Aim of the task:
Please update the diesel article by giving its text again from "- The Washington" up to and including "of diesel fuel.", with "petroleum" changed to "oil" throughout.

Document excerpt:
----------
- The Washington Times - Thursday, August 14, 2003

Vehicle manufacturers are turning to century-old diesel technology as a solution to the growing fuel thirst of today’s bigger vehicles. Diesels that get as much as 30 percent more miles per gallon than today’s gasoline engines have been endorsed by the California Air Resources Board as a viable technology for reducing petroleum use and pollution.

Skyrocketing sales of gas-guzzling pickups, SUVs and minivans in recent years is spurring demand for more fuel-efficient engines that can reduce our soaring dependence on imported petroleum.

In some segments, mostly in heavy- and medium-duty pickups, diesels already have captured half the market. But those big trucks are used mainly by companies and tradesmen who appreciate fuel economy and are willing to put up with the negative aspects of diesel fuel.

Negative factors include higher prices than gasoline in many areas, exhaust smell and the messiness associated with refueling. Some people will not handle a diesel hose without gloves. But diesels don’t have to be that way. I have recently been driving a European version of a diesel-powered Mercedes-Benz E320 that will go on sale in the United States next March.
----------
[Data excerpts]
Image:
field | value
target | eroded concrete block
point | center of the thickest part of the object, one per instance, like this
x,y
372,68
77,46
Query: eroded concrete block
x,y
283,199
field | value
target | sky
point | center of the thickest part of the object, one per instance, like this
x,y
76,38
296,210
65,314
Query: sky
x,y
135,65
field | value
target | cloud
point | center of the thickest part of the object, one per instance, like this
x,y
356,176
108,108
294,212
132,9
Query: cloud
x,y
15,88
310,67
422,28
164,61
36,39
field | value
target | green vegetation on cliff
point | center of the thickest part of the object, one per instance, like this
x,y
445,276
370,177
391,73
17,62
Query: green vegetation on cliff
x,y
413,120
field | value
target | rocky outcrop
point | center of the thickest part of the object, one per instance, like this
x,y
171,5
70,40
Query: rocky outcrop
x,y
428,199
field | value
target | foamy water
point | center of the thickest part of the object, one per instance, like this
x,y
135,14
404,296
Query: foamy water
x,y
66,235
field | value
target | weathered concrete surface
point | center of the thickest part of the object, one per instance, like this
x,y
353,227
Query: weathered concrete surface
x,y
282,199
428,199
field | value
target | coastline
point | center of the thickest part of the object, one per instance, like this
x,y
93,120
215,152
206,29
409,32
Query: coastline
----------
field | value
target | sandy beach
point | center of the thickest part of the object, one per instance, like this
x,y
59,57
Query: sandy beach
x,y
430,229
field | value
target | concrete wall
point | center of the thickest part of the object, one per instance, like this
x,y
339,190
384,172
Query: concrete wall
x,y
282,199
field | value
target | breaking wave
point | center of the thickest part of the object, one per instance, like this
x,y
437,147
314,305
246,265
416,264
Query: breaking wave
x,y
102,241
----------
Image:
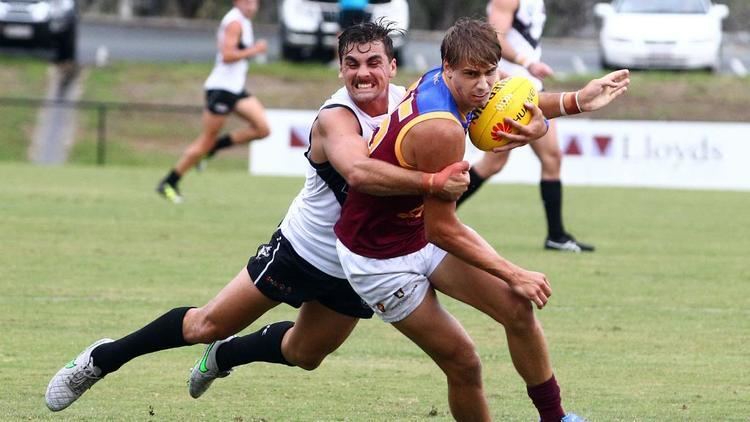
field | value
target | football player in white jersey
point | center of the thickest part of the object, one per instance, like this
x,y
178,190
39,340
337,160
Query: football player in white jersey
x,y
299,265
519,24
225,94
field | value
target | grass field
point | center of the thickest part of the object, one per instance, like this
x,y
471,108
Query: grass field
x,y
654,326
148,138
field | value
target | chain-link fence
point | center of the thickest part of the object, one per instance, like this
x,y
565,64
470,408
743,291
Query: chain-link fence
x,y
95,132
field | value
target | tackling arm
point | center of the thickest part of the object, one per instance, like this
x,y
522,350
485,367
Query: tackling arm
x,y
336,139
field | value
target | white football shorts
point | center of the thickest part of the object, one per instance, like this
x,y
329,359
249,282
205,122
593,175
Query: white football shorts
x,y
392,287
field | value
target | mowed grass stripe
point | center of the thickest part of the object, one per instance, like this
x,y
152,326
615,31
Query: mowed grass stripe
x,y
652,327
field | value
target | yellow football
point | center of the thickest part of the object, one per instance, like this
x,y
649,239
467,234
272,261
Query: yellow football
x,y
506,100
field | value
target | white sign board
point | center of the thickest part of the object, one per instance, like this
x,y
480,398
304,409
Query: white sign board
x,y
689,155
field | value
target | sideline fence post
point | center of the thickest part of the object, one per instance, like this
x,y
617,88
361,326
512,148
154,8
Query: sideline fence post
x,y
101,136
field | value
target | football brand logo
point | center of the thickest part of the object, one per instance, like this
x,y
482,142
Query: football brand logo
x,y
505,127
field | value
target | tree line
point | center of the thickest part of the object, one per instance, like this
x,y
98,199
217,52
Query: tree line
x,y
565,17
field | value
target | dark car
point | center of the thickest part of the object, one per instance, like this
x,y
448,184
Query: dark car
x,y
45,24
----------
Answer to the problem:
- The Washington Times - Thursday, August 14, 2003

Vehicle manufacturers are turning to century-old diesel technology as a solution to the growing fuel thirst of today’s bigger vehicles. Diesels that get as much as 30 percent more miles per gallon than today’s gasoline engines have been endorsed by the California Air Resources Board as a viable technology for reducing oil use and pollution.

Skyrocketing sales of gas-guzzling pickups, SUVs and minivans in recent years is spurring demand for more fuel-efficient engines that can reduce our soaring dependence on imported oil.

In some segments, mostly in heavy- and medium-duty pickups, diesels already have captured half the market. But those big trucks are used mainly by companies and tradesmen who appreciate fuel economy and are willing to put up with the negative aspects of diesel fuel.